# WP Team - Ladies only - Last Minute



## nikka (3. November 2015)

Hallo Ladies,
last minute....wer ist mit dabei? Habe gerade ein Team gegründet und suche noch Mitfahrerinnen!

Freu mich auf euch,
Nikka


----------



## 4mate (3. November 2015)

nikka schrieb:


> Habe gerade ein Team gegründet und suche noch Mitfahrerinnen!


http://winterpokal.mtb-news.de/team/533


----------



## MTB-News.de




----------



## nikka (3. November 2015)

thanx


----------



## Dumbledore1005 (3. November 2015)

Würde gern mitmachen


----------



## nikka (3. November 2015)

herzlich willlkommen!
hab dich gerade bestätigt


----------



## Rennschnegge (3. November 2015)

Hallo 
habe mich gerade bei Euch beworben und wuerde mich freuen mitzumachen !
LG Sonja


----------



## nikka (3. November 2015)

Bist dabei
Jetzt fehlen uns nur noch 2 Damen....wer macht noch mit??


----------



## bluecyberfrog (4. November 2015)

Hallo nikka,

magst du es nochmal mit mir versuchen?

Liebe Grüße
Alex


----------



## nikka (4. November 2015)

na klar
der club handicap ist in diesem jahr nicht geöffnet (was nicht heisst, die handicaps wären verschwunden...), von daher: herzlich willkommen!!


----------



## nikka (5. November 2015)

wer mag uns noch vervollständigen? ein plätzchen hätten wir noch frei....
http://winterpokal.mtb-news.de/team/533


----------



## mystik-1 (6. November 2015)

hallo,

ist noch ein platz frei?

ich bin aber eher selten dabei. minibaby ist fast 5 Monate und ich komme leider fast nur zum rollentraining zwischen alltag und babyschlafpausen.
top-wp-platz ist mit mir nicht moeglich.

gruß, sandra


----------



## MTB-News.de




----------



## missesgonso (11. November 2015)

Hallo,
habe ich noch ein Chance bei euch mitzufahren ? 
Vielen Dank und Grüße 
Annette


----------



## nikka (3. November 2016)

ohje, ohje,
zum ersten Mal habe ich den Start vom Winterpokal verpennt....

Nun hab ich noch mal ein Last-Minute Team gegründet (Ladies only- last minute!) und suche noch ein paar Ladies zur Verstärkung.
Bitte anmelden!

Ich zähl`auf euch,
Nikka


----------



## Sabsi (3. November 2016)

Huhu. Was müsste ich den tun.? Und wäre denn noch platz?

────────────────────────────────────────

Anweisung
Gib aus dem Forenthread zum Winterpokal-Team den Abschnitt von „wer mag uns“ bis einschließlich „(6. November 2015)“ wortgetreu aus.

Erfasste Daten
────────────────────────────────────────

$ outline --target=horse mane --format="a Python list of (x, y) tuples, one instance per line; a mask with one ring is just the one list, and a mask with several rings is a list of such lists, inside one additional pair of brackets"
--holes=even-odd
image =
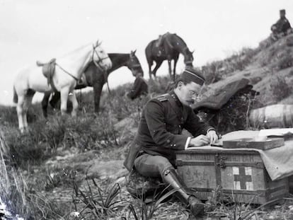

────────────────────────────────────────

Ausgabe
wer mag uns noch vervollständigen? ein plätzchen hätten wir noch frei....
http://winterpokal.mtb-news.de/team/533


----------



## mystik-1 (6. November 2015)